[Natural language region descriptions]

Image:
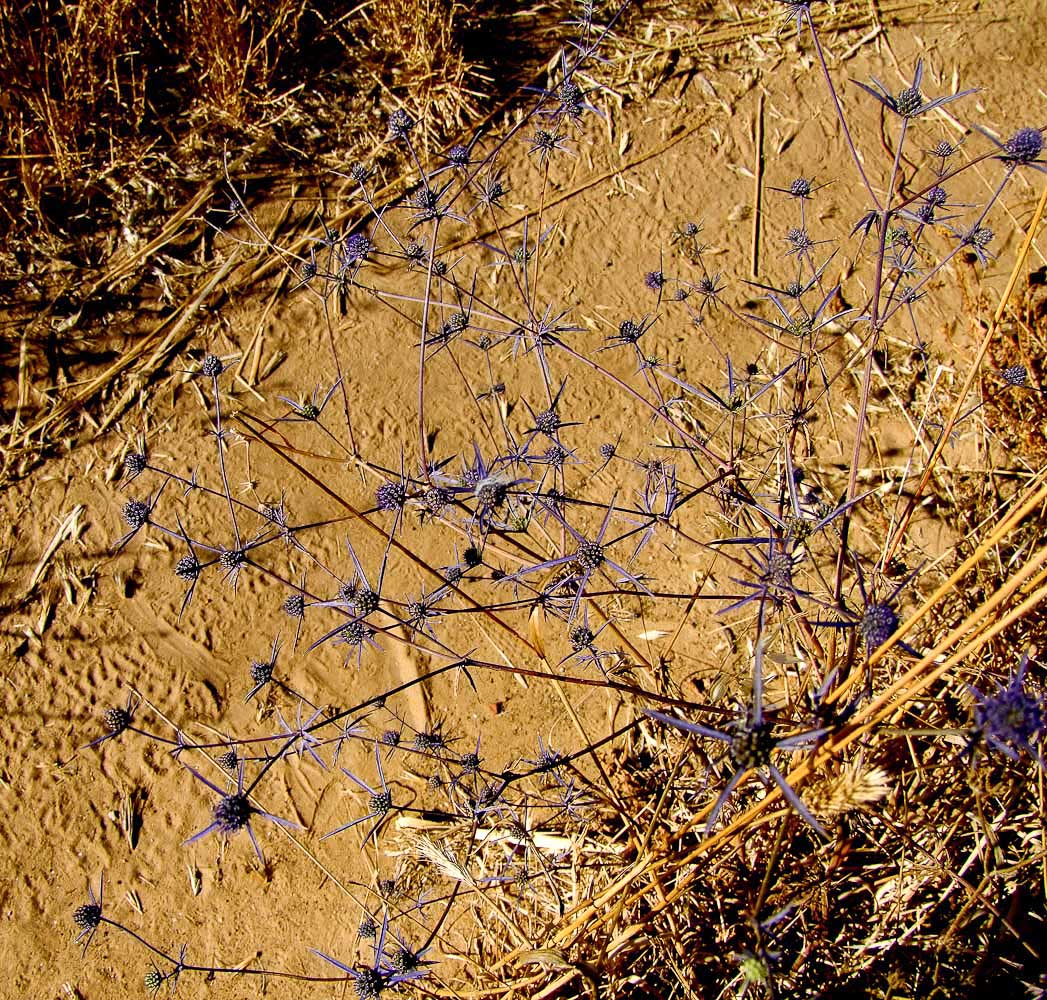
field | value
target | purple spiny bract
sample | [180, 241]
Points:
[262, 671]
[548, 421]
[581, 638]
[380, 803]
[801, 187]
[459, 156]
[909, 103]
[751, 746]
[491, 493]
[187, 568]
[877, 624]
[654, 281]
[228, 760]
[294, 606]
[356, 632]
[435, 500]
[1024, 146]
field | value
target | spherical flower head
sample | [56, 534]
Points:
[1010, 717]
[116, 719]
[629, 331]
[88, 917]
[187, 568]
[357, 247]
[212, 365]
[232, 813]
[1017, 375]
[262, 671]
[135, 513]
[751, 746]
[400, 124]
[801, 187]
[459, 156]
[369, 929]
[877, 624]
[294, 606]
[391, 496]
[134, 464]
[228, 760]
[581, 637]
[1024, 146]
[589, 555]
[548, 421]
[909, 103]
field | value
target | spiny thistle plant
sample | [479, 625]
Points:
[512, 538]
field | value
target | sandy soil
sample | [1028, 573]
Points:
[103, 626]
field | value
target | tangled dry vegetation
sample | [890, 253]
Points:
[930, 878]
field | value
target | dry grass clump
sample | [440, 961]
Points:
[115, 111]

◆ **Required work**
Reply with an exact copy of the lines running from the one containing "sample | [479, 625]" through the end of the entries above, both ends included.

◆ **Exercise answer**
sample | [479, 625]
Points:
[512, 538]
field | value
target | sandy soil
sample | [1028, 573]
Points:
[103, 626]
field | value
target | tangled dry vegetation
sample | [890, 253]
Points:
[930, 878]
field | value
target | dry grass clump
sample | [440, 961]
Points:
[115, 111]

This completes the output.